DOCUMENT EXCERPT →
"""

This example just shows how easy it is to add cURL support to any web host.

There are a few limitations though and a few differences. CURLOPT_VERBOSE is a lot more verbose. SSL/TLS support is a little flaky at times. Some things like DNS options are ignored. Only HTTP and HTTPS are supported protocols at this time. Return values from curl_getinfo() calls are close but not the same. curl_setopt() delays processing until curl_exec() is called. Multi-handle support "cheats" by performing operations in linear execution rather than parallel execution.

Using Asynchronous Sockets

Asynchronous, or non-blocking, sockets allow for a lot of powerful functionality such as scraping multiple pages and sites simultaneously from a single script. They also allow for using weird features of HTTP such as sending a second request to a server on an active connection while the previous request's response is still arriving.

Example usage:

<?php
	require_once "support/http.php";
	require_once "support/web_browser.php";
	require_once "support/simple_html_dom.php";
	require_once "support/multi_async_helper.php";

	// The URLs we want to load.
	$urls = array(
		"http://www.barebonescms.com/",
		"http://www.cubiclesoft.com/",
		"http://www.barebonescms.com/documentation/ultimate_web_scraper_toolkit/",
	);

	// Build the queue.
	$helper = new MultiAsyncHelper();
	$helper->SetConcurrencyLimit(3);

	// Mix in a regular file handle just for fun.
	$fp = fopen(__FILE__, "rb");
	stream_set_blocking($fp, 0);
	$helper->Set("__fp", $fp, "MultiAsyncHelper::ReadOnly");

	// Add the URLs to the async helper.
	$pages = array();
	foreach ($urls as $url)
	{
		$pages[$url] = new WebBrowser();
		$pages[$url]->ProcessAsync($helper, $url, NULL, $url);
	}

	// Run the main loop.
	$result = $helper->Wait();
	while ($result["success"])
	{
		// Process the file handle if it is ready for reading.
		if (isset($result["read"]["__fp"]))
		{
			$fp = $result["read"]["__fp"];
			$data = fread($fp, 500);
			if ($data === false || feof($fp))
			{
				echo "End of file reached.\n";

				$helper->Remove("__fp");
			}
		}

		// Process everything else.
		foreach ($result["removed"] as $key => $info)

"""

DATASET EXTRACT →

"""

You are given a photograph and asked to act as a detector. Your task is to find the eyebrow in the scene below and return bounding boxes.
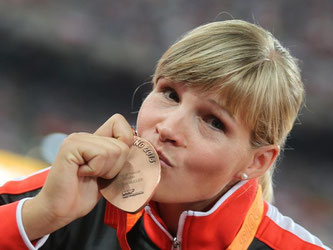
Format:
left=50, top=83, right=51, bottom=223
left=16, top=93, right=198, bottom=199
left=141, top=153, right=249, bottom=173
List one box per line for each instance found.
left=208, top=99, right=236, bottom=122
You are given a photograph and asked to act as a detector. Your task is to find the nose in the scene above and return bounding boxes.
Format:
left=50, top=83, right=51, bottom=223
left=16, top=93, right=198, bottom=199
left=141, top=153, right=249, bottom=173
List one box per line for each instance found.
left=156, top=111, right=187, bottom=147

"""

BRIEF → From the PHP web scraping page, copy word for word the passage that begins at the words "Using Asynchronous Sockets" and ends after the words "is still arriving.".

WRITTEN SOLUTION →
Using Asynchronous Sockets

Asynchronous, or non-blocking, sockets allow for a lot of powerful functionality such as scraping multiple pages and sites simultaneously from a single script. They also allow for using weird features of HTTP such as sending a second request to a server on an active connection while the previous request's response is still arriving.